Start of Record set

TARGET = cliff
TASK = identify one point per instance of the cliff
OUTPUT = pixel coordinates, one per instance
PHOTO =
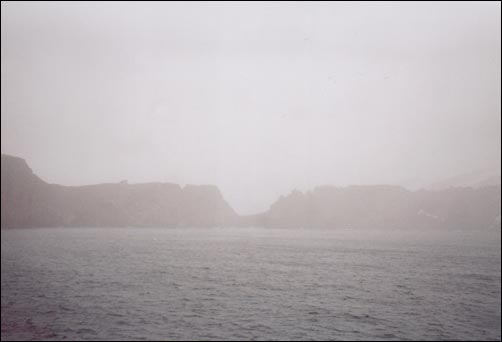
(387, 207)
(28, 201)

End of Record set

Instructions to follow: Copy all the records above exactly, but leave out the pictures.

Answer for the task:
TARGET = cliff
TASK = identify one point per instance of the cliff
OUTPUT = pixel coordinates, one per instance
PHOTO =
(387, 207)
(28, 201)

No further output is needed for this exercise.